• _PROBLEM_:
Repeat the lines from the one containing "find deck railing" through the last line of the data, exactly, pictures omitted.

--- Begin ---

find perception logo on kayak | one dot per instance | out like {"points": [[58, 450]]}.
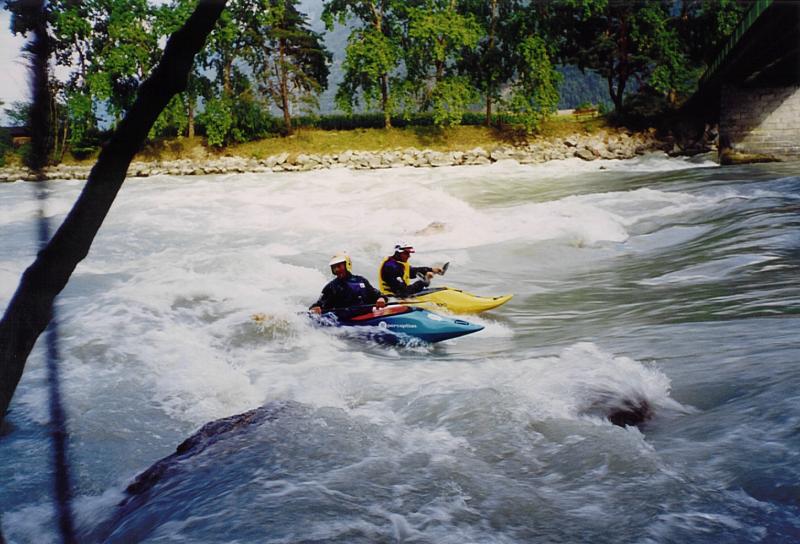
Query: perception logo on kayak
{"points": [[384, 325]]}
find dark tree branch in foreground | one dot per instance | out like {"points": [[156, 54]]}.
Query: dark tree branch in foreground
{"points": [[31, 308]]}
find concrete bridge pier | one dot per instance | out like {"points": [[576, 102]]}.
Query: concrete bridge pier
{"points": [[759, 123]]}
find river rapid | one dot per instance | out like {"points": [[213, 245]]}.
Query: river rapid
{"points": [[671, 282]]}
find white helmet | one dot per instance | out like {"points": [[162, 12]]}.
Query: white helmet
{"points": [[342, 257], [403, 246]]}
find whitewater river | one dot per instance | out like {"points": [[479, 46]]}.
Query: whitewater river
{"points": [[665, 283]]}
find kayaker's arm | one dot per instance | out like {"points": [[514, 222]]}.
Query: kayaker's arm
{"points": [[392, 276]]}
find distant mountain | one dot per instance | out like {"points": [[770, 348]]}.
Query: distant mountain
{"points": [[576, 88]]}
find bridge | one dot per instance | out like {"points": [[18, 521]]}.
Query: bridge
{"points": [[752, 88]]}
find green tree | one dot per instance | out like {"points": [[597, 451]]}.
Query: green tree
{"points": [[661, 45], [373, 52], [124, 50], [436, 37], [490, 65], [290, 61], [534, 92], [620, 40]]}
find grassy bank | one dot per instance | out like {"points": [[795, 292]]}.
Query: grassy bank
{"points": [[321, 142]]}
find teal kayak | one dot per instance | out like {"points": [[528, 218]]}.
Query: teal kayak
{"points": [[400, 320]]}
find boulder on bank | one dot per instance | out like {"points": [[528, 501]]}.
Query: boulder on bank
{"points": [[611, 144]]}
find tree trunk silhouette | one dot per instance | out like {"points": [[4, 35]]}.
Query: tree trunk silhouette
{"points": [[31, 307]]}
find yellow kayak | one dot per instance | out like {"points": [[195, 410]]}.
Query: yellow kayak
{"points": [[454, 301]]}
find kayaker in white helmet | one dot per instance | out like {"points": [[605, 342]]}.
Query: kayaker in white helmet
{"points": [[395, 274], [346, 290]]}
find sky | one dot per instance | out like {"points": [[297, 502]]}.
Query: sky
{"points": [[13, 73]]}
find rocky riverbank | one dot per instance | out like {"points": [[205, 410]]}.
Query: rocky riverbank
{"points": [[606, 144]]}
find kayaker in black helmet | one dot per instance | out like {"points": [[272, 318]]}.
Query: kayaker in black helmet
{"points": [[395, 273], [346, 290]]}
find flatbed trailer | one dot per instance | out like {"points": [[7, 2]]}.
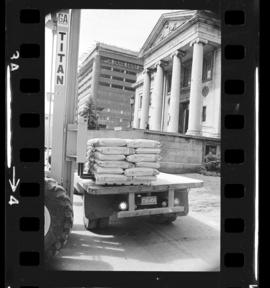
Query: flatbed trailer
{"points": [[164, 200]]}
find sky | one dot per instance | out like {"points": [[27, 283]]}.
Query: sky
{"points": [[123, 28]]}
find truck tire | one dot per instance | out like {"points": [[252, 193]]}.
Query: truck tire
{"points": [[58, 218], [165, 218], [90, 224], [95, 224]]}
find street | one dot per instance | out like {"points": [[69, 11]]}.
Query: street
{"points": [[191, 243]]}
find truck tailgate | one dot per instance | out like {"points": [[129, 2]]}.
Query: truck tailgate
{"points": [[164, 182]]}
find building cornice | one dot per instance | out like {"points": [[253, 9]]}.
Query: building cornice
{"points": [[198, 17]]}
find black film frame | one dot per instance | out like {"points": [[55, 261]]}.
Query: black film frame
{"points": [[25, 25]]}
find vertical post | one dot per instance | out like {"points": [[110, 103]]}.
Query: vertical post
{"points": [[171, 197], [136, 108], [217, 92], [59, 107], [175, 93], [72, 92], [145, 102], [157, 98], [195, 105], [131, 201]]}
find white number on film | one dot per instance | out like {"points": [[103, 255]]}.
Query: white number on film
{"points": [[15, 56], [12, 200]]}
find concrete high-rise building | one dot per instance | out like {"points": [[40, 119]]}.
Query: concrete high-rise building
{"points": [[107, 75], [179, 89]]}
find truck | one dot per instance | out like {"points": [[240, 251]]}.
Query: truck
{"points": [[164, 200]]}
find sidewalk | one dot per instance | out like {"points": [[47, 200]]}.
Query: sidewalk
{"points": [[205, 201]]}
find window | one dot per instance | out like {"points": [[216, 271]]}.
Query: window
{"points": [[119, 70], [207, 67], [105, 76], [211, 148], [140, 101], [104, 84], [129, 88], [169, 82], [131, 73], [118, 78], [204, 114], [129, 80], [186, 75], [117, 86], [106, 67]]}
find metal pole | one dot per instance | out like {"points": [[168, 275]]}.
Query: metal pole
{"points": [[51, 88]]}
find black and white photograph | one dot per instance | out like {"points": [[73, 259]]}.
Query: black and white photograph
{"points": [[132, 140]]}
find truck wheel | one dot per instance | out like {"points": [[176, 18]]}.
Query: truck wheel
{"points": [[165, 218], [103, 222], [90, 224], [94, 224], [58, 218]]}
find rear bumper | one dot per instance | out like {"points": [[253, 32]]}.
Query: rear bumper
{"points": [[154, 211]]}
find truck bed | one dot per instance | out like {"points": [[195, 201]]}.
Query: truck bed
{"points": [[164, 182]]}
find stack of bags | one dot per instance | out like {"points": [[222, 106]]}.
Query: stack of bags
{"points": [[146, 161], [123, 161]]}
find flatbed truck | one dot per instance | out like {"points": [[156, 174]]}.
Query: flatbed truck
{"points": [[163, 200]]}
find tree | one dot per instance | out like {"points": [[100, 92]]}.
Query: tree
{"points": [[89, 112]]}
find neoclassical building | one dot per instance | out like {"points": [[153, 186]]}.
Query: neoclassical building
{"points": [[180, 87]]}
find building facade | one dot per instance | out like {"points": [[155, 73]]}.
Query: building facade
{"points": [[179, 89], [107, 76]]}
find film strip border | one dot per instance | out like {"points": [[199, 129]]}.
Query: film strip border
{"points": [[24, 181]]}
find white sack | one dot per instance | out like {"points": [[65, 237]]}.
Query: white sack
{"points": [[101, 156], [115, 164], [108, 142], [102, 170], [111, 178], [143, 143], [141, 171], [144, 178], [148, 151], [115, 150], [155, 165], [144, 158]]}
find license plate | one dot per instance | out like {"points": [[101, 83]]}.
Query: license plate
{"points": [[149, 200]]}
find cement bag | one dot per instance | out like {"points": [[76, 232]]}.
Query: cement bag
{"points": [[144, 158], [148, 151], [143, 143], [144, 178], [102, 170], [154, 165], [112, 178], [115, 150], [114, 164], [141, 171], [101, 156], [108, 142]]}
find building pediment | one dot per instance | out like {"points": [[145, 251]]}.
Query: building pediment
{"points": [[167, 29]]}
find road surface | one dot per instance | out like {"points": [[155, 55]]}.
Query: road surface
{"points": [[191, 243]]}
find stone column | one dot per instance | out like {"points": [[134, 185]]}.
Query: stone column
{"points": [[157, 98], [136, 109], [195, 103], [145, 99], [175, 93]]}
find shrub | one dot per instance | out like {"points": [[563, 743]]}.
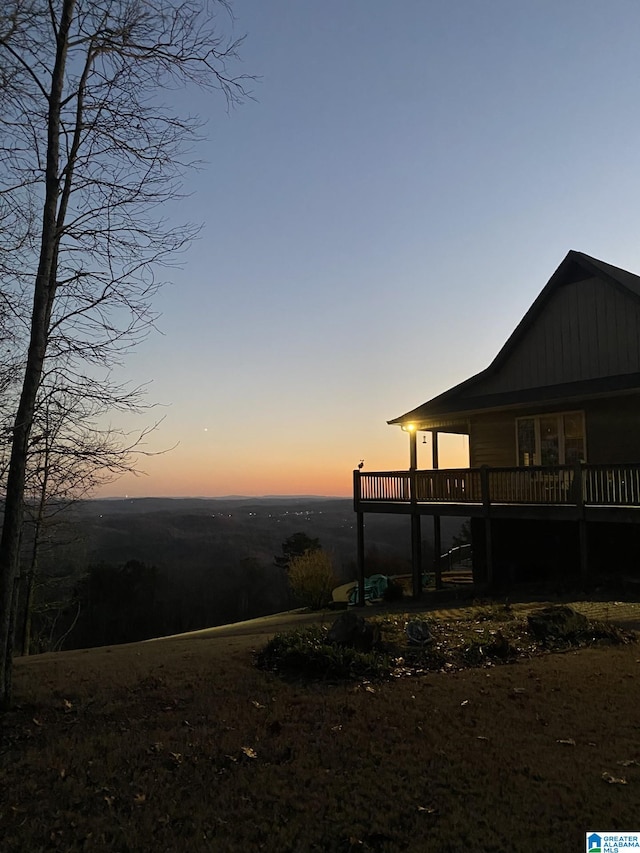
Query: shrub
{"points": [[307, 653], [312, 578]]}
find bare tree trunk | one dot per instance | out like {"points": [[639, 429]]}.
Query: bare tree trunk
{"points": [[44, 293]]}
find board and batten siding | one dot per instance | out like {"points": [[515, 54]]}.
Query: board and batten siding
{"points": [[492, 440], [613, 430], [587, 329]]}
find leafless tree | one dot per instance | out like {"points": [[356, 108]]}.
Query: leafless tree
{"points": [[90, 153]]}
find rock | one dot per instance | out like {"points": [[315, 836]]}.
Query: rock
{"points": [[418, 632], [352, 630], [558, 622]]}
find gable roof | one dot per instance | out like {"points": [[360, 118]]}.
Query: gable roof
{"points": [[480, 392]]}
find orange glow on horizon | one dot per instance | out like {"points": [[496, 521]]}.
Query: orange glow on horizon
{"points": [[184, 474]]}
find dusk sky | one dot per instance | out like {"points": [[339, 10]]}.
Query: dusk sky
{"points": [[376, 223]]}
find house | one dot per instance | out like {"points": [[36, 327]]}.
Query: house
{"points": [[554, 439]]}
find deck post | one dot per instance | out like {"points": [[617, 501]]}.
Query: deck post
{"points": [[486, 511], [359, 535], [437, 530], [583, 541], [416, 539], [437, 550]]}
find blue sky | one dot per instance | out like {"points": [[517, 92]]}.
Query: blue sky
{"points": [[376, 222]]}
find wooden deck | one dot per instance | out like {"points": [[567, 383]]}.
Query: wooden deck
{"points": [[563, 492]]}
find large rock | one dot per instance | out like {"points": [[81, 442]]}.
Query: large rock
{"points": [[353, 631], [558, 622]]}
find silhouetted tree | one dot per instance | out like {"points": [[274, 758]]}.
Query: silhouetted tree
{"points": [[89, 155], [296, 545]]}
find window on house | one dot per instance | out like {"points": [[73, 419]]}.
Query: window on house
{"points": [[555, 439]]}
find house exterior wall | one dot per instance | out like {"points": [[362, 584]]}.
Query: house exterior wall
{"points": [[612, 431], [492, 440], [586, 329]]}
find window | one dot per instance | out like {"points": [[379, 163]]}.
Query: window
{"points": [[556, 439]]}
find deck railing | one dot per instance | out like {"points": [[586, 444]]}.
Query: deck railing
{"points": [[571, 485]]}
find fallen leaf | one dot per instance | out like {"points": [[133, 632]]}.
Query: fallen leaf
{"points": [[613, 780]]}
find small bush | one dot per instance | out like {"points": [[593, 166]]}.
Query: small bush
{"points": [[307, 653], [312, 578]]}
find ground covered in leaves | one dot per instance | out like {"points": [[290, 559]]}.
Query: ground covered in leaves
{"points": [[408, 644], [185, 745]]}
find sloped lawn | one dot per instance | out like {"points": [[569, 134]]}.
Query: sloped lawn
{"points": [[185, 745]]}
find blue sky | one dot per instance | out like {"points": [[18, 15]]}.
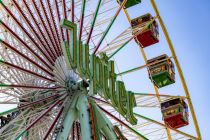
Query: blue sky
{"points": [[188, 23]]}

--- End ---

• _THE OUTPUT_:
find deck railing | one dot per instance | out like {"points": [[586, 444]]}.
Query: deck railing
{"points": [[571, 485]]}
find fallen leaf | one dot per instance | out like {"points": [[133, 632]]}.
Query: fallen leaf
{"points": [[613, 780]]}
find small bush | one dot per instance | out like {"points": [[593, 166]]}.
Query: small bush
{"points": [[307, 653], [312, 578]]}
find ground covered in leaves | one dot per instance | out like {"points": [[290, 559]]}.
Query: ground covered in leaves
{"points": [[408, 644], [185, 745]]}
find sloped lawn | one dot per instance | out like {"points": [[569, 134]]}.
Query: sloped lawn
{"points": [[185, 745]]}
find blue sky | one dot per instance | out like {"points": [[18, 15]]}.
Query: blue sky
{"points": [[188, 23]]}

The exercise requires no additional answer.